Consigne a: Reproduisez mot pour mot l'intégralité du discours ci-dessous.

Extrait du discours:
-*-
Mesdames et messieurs,
Je vous remercie pour cet après-midi de travail, qui, je l'exprime comme je l'ai ressenti, a été passionnante. Comme je vous le disais, réunir les 50 premières branches professionnelles était une forme de pari. Je crois que la qualité et l'intérêt des échanges qui ont eu lieu aujourd'hui montrent qu'il s'agit d'un pari réussi.
Avant d'en venir aux enseignements que je tire de ces échanges, je voudrais rappeler le sens de notre présence ici aujourd'hui.
-*-
[Annotations de position]
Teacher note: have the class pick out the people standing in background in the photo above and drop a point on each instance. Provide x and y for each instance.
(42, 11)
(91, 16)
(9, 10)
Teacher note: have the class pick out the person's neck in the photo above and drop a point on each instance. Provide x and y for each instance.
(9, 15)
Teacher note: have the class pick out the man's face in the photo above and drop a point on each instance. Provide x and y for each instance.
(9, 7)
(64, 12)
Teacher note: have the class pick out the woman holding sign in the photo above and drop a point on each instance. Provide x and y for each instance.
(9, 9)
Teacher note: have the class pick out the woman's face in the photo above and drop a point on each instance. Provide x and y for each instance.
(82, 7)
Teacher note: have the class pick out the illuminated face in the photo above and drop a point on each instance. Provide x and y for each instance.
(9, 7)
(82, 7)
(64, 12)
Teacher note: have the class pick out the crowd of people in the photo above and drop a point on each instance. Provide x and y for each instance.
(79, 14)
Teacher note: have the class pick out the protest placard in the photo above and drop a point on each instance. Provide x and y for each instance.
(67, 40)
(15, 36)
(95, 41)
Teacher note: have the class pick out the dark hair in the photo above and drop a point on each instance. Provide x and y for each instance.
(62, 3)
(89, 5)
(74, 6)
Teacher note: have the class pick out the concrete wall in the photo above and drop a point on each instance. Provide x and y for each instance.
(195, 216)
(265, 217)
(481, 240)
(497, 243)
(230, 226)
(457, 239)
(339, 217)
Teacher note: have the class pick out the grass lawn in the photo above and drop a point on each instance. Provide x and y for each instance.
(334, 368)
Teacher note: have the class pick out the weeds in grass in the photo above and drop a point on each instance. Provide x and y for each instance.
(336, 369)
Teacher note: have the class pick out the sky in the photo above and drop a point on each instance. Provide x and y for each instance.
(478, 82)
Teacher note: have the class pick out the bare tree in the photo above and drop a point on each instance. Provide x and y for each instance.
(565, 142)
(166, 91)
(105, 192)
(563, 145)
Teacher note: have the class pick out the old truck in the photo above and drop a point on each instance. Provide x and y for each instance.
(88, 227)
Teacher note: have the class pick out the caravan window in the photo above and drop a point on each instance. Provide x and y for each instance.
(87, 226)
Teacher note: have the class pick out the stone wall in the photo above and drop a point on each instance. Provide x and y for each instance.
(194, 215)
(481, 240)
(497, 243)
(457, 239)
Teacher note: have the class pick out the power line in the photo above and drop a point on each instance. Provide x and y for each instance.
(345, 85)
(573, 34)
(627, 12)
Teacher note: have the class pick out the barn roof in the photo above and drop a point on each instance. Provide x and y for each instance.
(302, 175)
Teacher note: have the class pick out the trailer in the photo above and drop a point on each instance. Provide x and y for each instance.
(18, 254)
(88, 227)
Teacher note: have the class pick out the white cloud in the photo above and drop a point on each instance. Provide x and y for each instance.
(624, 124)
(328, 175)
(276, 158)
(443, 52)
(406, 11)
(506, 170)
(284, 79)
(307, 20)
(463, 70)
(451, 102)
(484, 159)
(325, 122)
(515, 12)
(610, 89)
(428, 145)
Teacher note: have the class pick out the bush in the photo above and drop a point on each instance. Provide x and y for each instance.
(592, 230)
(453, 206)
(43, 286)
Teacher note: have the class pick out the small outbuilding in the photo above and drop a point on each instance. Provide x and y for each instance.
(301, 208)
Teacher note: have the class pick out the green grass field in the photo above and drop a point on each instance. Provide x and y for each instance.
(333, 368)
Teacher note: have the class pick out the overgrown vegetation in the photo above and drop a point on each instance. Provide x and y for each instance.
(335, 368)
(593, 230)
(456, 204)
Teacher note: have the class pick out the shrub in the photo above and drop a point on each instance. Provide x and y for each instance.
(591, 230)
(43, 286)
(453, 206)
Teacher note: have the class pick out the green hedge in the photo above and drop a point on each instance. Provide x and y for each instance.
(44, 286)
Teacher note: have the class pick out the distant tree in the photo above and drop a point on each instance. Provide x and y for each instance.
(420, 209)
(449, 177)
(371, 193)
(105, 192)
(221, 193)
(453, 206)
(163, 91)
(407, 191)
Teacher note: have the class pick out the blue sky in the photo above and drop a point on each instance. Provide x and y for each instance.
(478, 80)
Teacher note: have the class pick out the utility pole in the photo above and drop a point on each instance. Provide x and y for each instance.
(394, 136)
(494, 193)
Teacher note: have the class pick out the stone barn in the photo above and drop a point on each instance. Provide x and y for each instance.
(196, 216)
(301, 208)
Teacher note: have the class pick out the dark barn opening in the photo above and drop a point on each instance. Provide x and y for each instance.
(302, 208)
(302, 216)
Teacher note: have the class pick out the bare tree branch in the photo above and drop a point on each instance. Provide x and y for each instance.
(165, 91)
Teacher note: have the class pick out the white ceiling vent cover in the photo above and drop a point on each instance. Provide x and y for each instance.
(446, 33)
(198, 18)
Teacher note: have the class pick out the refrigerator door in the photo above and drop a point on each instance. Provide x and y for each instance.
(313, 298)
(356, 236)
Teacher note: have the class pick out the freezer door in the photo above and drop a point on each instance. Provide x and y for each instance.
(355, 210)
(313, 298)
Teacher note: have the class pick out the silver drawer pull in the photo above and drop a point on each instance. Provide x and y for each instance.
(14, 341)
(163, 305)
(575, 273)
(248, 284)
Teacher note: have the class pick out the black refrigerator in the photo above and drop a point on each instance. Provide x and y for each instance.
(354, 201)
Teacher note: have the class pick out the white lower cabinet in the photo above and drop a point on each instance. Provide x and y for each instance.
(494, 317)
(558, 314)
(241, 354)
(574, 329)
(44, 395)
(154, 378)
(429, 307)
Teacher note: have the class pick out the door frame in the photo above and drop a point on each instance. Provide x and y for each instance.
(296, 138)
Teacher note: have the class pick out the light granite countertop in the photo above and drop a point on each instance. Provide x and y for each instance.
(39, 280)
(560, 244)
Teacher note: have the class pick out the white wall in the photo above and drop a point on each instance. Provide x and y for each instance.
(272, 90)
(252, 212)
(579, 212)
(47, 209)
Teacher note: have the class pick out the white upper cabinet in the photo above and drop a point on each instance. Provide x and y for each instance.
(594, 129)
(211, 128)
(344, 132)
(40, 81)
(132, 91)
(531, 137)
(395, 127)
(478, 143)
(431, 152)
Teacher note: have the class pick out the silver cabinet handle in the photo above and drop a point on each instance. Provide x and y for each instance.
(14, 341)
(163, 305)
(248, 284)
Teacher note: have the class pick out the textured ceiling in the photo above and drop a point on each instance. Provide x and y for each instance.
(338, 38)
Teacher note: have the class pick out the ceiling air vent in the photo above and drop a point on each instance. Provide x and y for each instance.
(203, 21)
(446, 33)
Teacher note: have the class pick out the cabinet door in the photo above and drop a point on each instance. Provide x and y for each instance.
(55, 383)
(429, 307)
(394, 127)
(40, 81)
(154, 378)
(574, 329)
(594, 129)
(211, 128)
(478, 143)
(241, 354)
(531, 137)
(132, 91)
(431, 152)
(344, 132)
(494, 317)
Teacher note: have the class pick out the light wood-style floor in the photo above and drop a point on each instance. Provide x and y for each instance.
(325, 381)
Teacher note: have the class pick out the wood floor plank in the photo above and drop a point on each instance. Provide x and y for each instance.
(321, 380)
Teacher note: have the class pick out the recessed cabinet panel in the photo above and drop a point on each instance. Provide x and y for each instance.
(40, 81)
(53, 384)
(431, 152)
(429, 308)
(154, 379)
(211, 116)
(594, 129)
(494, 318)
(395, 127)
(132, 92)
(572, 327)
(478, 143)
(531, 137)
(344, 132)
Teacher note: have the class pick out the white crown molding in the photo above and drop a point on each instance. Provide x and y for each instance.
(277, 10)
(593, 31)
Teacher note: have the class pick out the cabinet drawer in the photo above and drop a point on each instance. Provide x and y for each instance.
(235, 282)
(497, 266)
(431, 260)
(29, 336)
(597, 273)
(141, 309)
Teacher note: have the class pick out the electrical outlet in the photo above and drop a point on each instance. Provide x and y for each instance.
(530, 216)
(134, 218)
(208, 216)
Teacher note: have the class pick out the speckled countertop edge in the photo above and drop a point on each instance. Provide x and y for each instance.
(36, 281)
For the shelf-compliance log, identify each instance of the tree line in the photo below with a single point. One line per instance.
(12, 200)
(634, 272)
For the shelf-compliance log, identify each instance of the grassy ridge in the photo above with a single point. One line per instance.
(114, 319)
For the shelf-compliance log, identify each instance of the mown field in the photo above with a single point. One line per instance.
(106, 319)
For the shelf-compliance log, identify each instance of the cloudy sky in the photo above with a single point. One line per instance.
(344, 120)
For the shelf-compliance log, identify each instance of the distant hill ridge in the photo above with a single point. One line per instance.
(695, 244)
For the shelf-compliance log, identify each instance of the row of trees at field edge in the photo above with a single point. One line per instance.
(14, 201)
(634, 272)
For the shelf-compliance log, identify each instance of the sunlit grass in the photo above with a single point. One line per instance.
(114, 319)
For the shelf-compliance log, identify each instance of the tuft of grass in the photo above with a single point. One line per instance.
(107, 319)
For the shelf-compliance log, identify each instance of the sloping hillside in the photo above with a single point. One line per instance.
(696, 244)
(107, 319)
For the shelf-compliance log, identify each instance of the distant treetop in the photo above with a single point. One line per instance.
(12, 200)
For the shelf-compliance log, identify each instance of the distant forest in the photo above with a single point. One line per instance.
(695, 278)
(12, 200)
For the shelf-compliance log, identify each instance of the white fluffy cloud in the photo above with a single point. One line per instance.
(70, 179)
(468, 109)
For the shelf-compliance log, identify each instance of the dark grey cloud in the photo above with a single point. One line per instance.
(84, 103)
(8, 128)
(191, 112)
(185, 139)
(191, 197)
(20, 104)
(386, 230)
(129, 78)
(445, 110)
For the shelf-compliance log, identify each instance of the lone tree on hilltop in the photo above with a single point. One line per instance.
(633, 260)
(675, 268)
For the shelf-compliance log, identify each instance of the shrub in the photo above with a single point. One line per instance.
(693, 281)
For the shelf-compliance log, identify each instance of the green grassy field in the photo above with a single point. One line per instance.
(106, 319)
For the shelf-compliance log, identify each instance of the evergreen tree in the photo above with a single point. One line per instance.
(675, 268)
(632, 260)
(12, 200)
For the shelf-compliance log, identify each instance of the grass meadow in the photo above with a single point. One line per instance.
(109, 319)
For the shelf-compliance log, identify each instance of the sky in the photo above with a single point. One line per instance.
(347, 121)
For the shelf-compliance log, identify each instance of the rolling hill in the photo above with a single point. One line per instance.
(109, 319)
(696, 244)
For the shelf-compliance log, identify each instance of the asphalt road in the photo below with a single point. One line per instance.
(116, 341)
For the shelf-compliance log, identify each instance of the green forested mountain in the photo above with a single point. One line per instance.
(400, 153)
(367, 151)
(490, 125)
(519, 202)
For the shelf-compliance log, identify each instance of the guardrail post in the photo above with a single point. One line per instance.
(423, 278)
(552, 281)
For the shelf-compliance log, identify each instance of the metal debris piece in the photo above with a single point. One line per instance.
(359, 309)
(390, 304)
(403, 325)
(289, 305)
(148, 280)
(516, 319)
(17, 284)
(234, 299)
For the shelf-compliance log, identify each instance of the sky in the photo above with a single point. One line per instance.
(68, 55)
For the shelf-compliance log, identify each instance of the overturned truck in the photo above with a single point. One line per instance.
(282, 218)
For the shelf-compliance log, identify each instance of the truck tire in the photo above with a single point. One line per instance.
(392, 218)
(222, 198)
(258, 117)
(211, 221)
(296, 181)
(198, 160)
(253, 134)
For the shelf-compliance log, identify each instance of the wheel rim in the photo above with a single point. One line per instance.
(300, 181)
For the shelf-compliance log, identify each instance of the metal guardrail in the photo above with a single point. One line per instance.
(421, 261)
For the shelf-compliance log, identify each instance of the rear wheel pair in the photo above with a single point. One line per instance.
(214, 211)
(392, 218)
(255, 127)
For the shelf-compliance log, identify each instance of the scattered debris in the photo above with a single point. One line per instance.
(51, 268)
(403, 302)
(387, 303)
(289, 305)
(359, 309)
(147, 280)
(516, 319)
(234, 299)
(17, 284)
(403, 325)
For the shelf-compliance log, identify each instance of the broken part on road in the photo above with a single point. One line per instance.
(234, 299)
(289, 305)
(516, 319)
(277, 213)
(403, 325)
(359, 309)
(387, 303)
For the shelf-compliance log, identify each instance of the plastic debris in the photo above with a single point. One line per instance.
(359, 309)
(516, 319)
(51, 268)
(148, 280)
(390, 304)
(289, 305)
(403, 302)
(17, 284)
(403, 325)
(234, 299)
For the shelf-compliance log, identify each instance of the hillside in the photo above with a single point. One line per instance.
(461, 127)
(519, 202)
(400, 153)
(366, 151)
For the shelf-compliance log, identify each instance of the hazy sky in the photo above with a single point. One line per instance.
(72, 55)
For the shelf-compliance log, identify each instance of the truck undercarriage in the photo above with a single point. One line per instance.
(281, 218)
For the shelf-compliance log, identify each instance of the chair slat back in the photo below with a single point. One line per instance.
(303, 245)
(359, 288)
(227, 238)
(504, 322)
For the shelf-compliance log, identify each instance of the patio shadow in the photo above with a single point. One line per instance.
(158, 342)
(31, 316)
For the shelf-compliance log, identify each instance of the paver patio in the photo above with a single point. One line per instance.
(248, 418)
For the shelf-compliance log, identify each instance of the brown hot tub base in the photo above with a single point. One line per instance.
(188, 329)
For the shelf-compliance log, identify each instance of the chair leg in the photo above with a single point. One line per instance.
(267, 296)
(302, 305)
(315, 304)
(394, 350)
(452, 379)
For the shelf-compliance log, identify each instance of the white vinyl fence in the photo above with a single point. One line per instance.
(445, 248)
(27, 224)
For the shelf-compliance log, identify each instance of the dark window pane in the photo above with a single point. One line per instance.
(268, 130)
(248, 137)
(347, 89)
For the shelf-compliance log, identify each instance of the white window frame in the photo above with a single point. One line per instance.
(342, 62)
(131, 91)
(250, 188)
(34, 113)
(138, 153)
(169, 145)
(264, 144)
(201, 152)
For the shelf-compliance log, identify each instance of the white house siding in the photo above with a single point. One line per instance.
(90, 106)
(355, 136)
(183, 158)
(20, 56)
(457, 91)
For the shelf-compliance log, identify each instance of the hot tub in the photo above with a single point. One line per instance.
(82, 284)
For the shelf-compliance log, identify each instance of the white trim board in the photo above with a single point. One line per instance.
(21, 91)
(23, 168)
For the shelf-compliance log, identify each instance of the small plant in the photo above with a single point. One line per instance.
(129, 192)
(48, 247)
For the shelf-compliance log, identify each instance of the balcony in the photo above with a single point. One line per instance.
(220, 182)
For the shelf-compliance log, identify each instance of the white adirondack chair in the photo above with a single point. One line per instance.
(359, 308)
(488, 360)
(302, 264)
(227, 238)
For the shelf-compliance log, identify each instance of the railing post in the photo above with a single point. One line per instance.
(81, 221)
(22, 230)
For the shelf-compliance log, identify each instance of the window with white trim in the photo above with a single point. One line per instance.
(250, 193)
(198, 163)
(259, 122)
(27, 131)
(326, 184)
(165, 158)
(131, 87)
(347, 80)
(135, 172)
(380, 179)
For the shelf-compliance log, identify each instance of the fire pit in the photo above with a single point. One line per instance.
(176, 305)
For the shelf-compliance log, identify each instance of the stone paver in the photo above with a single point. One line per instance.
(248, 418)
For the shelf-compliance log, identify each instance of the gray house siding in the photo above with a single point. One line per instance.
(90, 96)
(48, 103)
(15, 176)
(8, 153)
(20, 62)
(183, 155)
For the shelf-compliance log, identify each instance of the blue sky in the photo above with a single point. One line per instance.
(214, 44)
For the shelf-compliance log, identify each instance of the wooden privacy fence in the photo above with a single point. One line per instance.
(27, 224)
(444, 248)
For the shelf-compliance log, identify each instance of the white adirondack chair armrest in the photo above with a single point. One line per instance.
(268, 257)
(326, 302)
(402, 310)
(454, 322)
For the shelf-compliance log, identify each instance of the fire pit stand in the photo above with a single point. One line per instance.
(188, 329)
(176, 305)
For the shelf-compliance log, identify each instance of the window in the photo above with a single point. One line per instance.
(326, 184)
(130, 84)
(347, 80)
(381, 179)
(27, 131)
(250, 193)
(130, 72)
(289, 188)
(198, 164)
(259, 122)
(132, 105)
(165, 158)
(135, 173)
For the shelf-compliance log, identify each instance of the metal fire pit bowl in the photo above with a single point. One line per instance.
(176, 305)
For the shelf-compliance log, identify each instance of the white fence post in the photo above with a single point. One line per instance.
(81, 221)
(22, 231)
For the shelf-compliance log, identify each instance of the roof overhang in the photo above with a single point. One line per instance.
-*-
Consigne b: Comptez les lignes ci-dessus, discours exclu, qui contiennent la chaîne « refrigerator » en respectant la casse, puis donnez uniquement ce nombre.

Résultat final a:
Mesdames et messieurs,
Je vous remercie pour cet après-midi de travail, qui, je l'exprime comme je l'ai ressenti, a été passionnante. Comme je vous le disais, réunir les 50 premières branches professionnelles était une forme de pari. Je crois que la qualité et l'intérêt des échanges qui ont eu lieu aujourd'hui montrent qu'il s'agit d'un pari réussi.
Avant d'en venir aux enseignements que je tire de ces échanges, je voudrais rappeler le sens de notre présence ici aujourd'hui.

Résultat final b: 2